Exercise requirements:
Return the material below word for word, with every line unchanged.

Data to use:
========

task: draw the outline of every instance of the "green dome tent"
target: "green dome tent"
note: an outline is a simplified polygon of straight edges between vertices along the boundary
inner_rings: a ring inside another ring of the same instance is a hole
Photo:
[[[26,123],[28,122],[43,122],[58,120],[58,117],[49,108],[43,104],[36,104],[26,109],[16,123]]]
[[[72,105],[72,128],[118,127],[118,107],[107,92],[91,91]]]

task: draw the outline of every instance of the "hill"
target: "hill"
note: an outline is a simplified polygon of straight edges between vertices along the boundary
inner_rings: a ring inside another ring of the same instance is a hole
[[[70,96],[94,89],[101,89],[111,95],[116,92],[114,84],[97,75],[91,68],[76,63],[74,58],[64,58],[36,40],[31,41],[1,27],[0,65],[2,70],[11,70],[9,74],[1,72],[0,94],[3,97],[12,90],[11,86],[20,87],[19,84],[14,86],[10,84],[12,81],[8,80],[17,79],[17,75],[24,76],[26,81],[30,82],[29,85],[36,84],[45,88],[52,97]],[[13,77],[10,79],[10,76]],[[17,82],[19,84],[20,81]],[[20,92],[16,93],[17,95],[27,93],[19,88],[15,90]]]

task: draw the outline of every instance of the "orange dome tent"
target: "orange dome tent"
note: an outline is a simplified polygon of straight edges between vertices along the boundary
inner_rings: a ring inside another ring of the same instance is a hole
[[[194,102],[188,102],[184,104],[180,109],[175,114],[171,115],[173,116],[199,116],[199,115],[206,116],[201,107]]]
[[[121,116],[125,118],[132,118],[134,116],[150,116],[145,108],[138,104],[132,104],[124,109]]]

========

Exercise result:
task: draw the outline of every instance of the "green dome tent"
target: "green dome tent"
note: an outline is a simplified polygon of straight edges between vertices along the boundary
inner_rings: a ring inside another ring of the same instance is a hole
Photo:
[[[26,123],[28,122],[43,122],[58,120],[58,117],[49,108],[43,104],[36,104],[26,109],[16,123]]]
[[[72,105],[72,128],[118,127],[118,107],[107,92],[91,91]]]

task: draw the outline of every instance of the "hill"
target: "hill"
note: an outline is a simplified polygon of straight edges between vertices along the boundary
inner_rings: a ring inside another ring of the same instance is a hole
[[[70,96],[94,89],[101,89],[111,95],[116,92],[114,84],[97,75],[91,68],[76,63],[74,58],[64,58],[36,40],[31,41],[1,27],[0,65],[2,70],[11,70],[9,74],[1,72],[0,94],[3,97],[12,90],[11,86],[20,87],[19,84],[14,86],[10,84],[12,81],[8,80],[17,79],[17,75],[24,76],[26,81],[30,82],[29,85],[36,84],[45,88],[52,97]],[[13,77],[10,79],[10,76]],[[17,82],[19,84],[20,81]],[[20,92],[16,93],[17,95],[27,93],[19,88],[15,90]]]

task: draw the outline of every instance of the "orange dome tent"
target: "orange dome tent"
note: an outline is a simplified polygon of straight edges between vertices along the boundary
inner_rings: a ring inside another ring of the same instance is a hole
[[[194,102],[188,102],[184,104],[180,109],[175,114],[171,115],[173,116],[199,116],[199,115],[206,116],[201,107]]]
[[[121,116],[125,118],[132,118],[134,116],[150,116],[145,108],[138,104],[132,104],[124,109]]]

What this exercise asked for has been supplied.